Teks yang ditampilkan:
____
Selasa 10 Nov 2015 00:10 WIB
Hari Pahlawan

Ketika Jokowi Bertanya Asal Usul Hari Pahlawan

Menteri Sosial Khofifah Indar Parawansa (tengah) bersama Dirut LKBN Antara Saiful Hadi (kiri) dan Ketua LVRI Surabaya Hartoyik (kanan) memberikan penjelasan saat diskusi Kupas Tuntas Peristiwa 10 November 1945 di Kantor LKBN Antara Biro Jatim, Surabaya, Ja
Foto: ANTARA FOTO/Zabur Karuru
Menteri Sosial Khofifah Indar Parawansa (tengah) bersama Dirut LKBN Antara Saiful Hadi (kiri) dan Ketua LVRI Surabaya Hartoyik (kanan) memberikan penjelasan saat diskusi Kupas Tuntas Peristiwa 10 November 1945 di Kantor LKBN Antara Biro Jatim, Surabaya, Ja

REPUBLIKA.CO.ID,SURABAYA -- "Kenapa (peringatan Hari Pahlawan) harus di Surabaya?" tanya Presiden Joko Widodo kepada Mensos Khofifah Indar Parawansa.

Dialog itu diungkap Mensos di hadapan puluhan peserta diskusi kepahlawanan bertajuk "Kupas Tuntas Peristiwa 10 November" yang diadakan Perum LKBN Antara di Surabaya, Senin (9/11).

Jawaban atas pertanyaan Kepala Negara itu adalah banyak. "Presiden masih bertanya lagi, siapa saja, lalu saya ungkapkan dan akhirnya beliau memberi paraf untuk peringatan di Surabaya," tuturnya.
____
Cuplikan data:
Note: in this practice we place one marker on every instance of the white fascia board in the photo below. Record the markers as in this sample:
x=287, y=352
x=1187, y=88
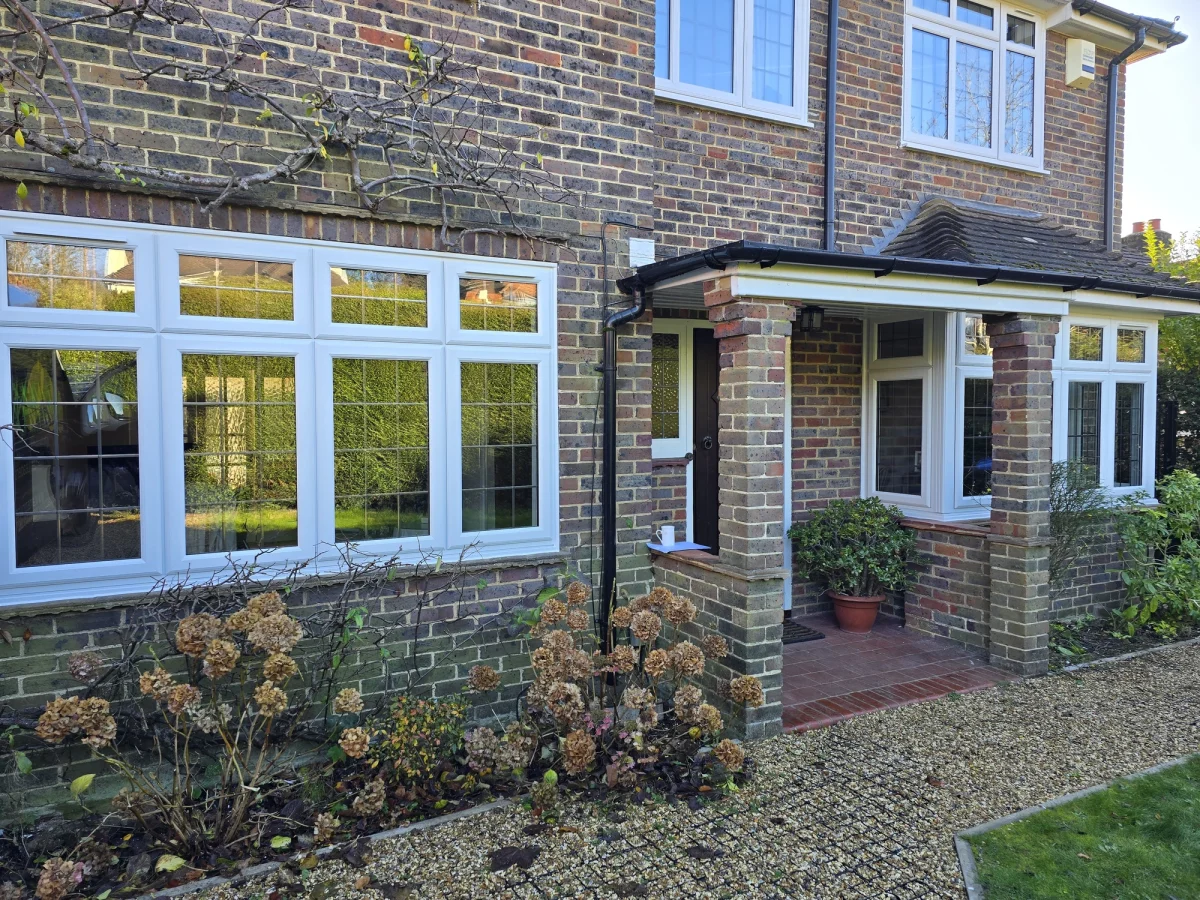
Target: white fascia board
____
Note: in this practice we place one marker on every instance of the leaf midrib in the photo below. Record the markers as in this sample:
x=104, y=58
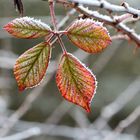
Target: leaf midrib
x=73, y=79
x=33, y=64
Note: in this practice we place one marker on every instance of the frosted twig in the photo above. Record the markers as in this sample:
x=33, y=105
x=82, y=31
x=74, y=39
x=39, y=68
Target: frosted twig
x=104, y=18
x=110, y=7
____
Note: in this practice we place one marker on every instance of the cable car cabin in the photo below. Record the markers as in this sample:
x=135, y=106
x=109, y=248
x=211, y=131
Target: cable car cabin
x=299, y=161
____
Rincian tugas: Tuliskan ulang bagian berita tentang asal usul Hari Pahlawan, mulai dari "Ketika Jokowi Bertanya" sampai dengan "Khofifah Indar Parawansa.", tanpa mengubah satu kata pun.

Hasil latihan:
Ketika Jokowi Bertanya Asal Usul Hari Pahlawan

Menteri Sosial Khofifah Indar Parawansa (tengah) bersama Dirut LKBN Antara Saiful Hadi (kiri) dan Ketua LVRI Surabaya Hartoyik (kanan) memberikan penjelasan saat diskusi Kupas Tuntas Peristiwa 10 November 1945 di Kantor LKBN Antara Biro Jatim, Surabaya, Ja
Foto: ANTARA FOTO/Zabur Karuru
Menteri Sosial Khofifah Indar Parawansa (tengah) bersama Dirut LKBN Antara Saiful Hadi (kiri) dan Ketua LVRI Surabaya Hartoyik (kanan) memberikan penjelasan saat diskusi Kupas Tuntas Peristiwa 10 November 1945 di Kantor LKBN Antara Biro Jatim, Surabaya, Ja

REPUBLIKA.CO.ID,SURABAYA -- "Kenapa (peringatan Hari Pahlawan) harus di Surabaya?" tanya Presiden Joko Widodo kepada Mensos Khofifah Indar Parawansa.